■ Task brief: Search the data below for the string "instance" and copy all lines where it shows up.

■ ■ ■ ■

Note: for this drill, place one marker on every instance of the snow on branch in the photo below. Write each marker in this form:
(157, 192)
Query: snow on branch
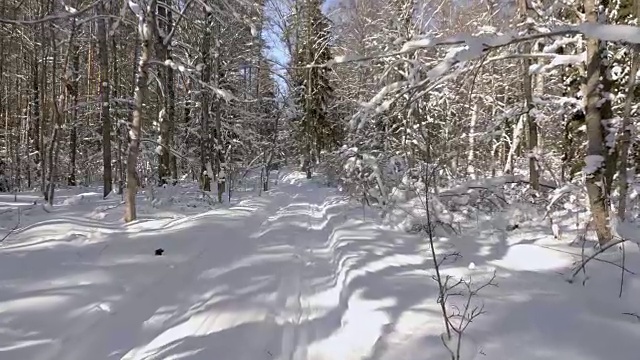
(476, 46)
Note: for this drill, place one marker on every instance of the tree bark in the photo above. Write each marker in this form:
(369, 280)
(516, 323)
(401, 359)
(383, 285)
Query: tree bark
(146, 26)
(107, 179)
(596, 150)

■ ■ ■ ■

■ Answer for this exercise:
Note: for this drill, place one marker on every instance of the snow on branch in the photo below. Write each marker in this form:
Note: for this drill, place one marker on every instance of the tree bark in the photo above. Write each marker in this form:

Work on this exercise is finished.